Фрагмент текста =>

※

Потом я обратился в мэрию Парижа со своей идеей памятника Нижинскому. Это было встречено с удовольствием. В России я провел конкурс. Было сделано три проекта. В мэрии выбрали проект Олега Абазиева - Нижинский в образе Петрушки.



Господин Махаев, с таким удовольствием рассказывающий о себе, но чрезвычайно вольно обращающийся с фактами о Нижинском, послужил источником нескольких несуразностей гуляющих с его подачи по российским СМИ. Помимо сказки о "невостребованном три года теле", не соответствует действительности и рассказ о "заброшенной" могиле. Вот она на снимке туриста в том самом 1996 году, в котором г-н Махаев "с плачем на коленях" клялся де её прибрать.



Тем не менее, памятник поставлен действительно по его инициативе. Как в свое время и для Ромолы, желание примкнуть к славе великого имени - большой искус для человека тщеславного.
Деньги на установку памятника выделила семья французского коммерсанта с русскими корнями, который, какое совпадение!, начинал тогда торговать в России сахаром. Это была в то время популярная составляющая "подмазки": западные фирмы, как и российские, гонялись на аукционах за артефактами русской культуры, с тем, чтобы преподнеся их в дар через соответствующие каналы, заручиться получением контрактов.

Как бы то ни было, но памятник получился достаточно удачным - задумчивый Петрушка сидит на своем барабане на скромном надгробии, установленным Сергеем Лифарем, с надписью "Усыпальница Нижинского". В качестве прототипа были использованы фото сделанные в студии в Лондоне во время тура "Русских Балетов" 1911 года. На них, совершенно неузнаваемый Нижинский, снят в преувеличенном гриме, придающем Петрушке как искусственную искусственную кукольность, так и трагичность.




Было бы грустно думать что распорядителем могилы теперь является такой малосимпатичный человек как г-н Махаев, но это возможно и не так.

※

Предоставленный список =>
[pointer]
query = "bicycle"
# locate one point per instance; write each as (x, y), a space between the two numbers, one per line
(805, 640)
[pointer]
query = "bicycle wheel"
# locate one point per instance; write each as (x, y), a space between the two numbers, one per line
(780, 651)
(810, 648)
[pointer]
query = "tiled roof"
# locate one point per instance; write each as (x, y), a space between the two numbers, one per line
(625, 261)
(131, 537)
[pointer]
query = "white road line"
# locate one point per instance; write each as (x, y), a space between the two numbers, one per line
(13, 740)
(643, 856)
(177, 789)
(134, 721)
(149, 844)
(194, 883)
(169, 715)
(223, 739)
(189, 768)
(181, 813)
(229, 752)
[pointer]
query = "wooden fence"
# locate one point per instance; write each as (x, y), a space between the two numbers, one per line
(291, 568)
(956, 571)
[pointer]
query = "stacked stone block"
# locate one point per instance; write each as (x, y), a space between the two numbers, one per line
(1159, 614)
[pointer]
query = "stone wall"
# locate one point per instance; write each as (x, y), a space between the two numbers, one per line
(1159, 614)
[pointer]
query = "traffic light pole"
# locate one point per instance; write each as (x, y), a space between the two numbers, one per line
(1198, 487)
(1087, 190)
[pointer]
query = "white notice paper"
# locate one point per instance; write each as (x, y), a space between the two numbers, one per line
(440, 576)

※

Задание =>
Отредактируйте фрагмент о памятнике Нижинскому от "Деньги на установку" до "так и трагичность.": замените "сахаром" на "чаем". Список никак не связан с фрагментом о памятнике Нижинскому.

Выполненное задание =>
Деньги на установку памятника выделила семья французского коммерсанта с русскими корнями, который, какое совпадение!, начинал тогда торговать в России чаем. Это была в то время популярная составляющая "подмазки": западные фирмы, как и российские, гонялись на аукционах за артефактами русской культуры, с тем, чтобы преподнеся их в дар через соответствующие каналы, заручиться получением контрактов.

Как бы то ни было, но памятник получился достаточно удачным - задумчивый Петрушка сидит на своем барабане на скромном надгробии, установленным Сергеем Лифарем, с надписью "Усыпальница Нижинского". В качестве прототипа были использованы фото сделанные в студии в Лондоне во время тура "Русских Балетов" 1911 года. На них, совершенно неузнаваемый Нижинский, снят в преувеличенном гриме, придающем Петрушке как искусственную искусственную кукольность, так и трагичность.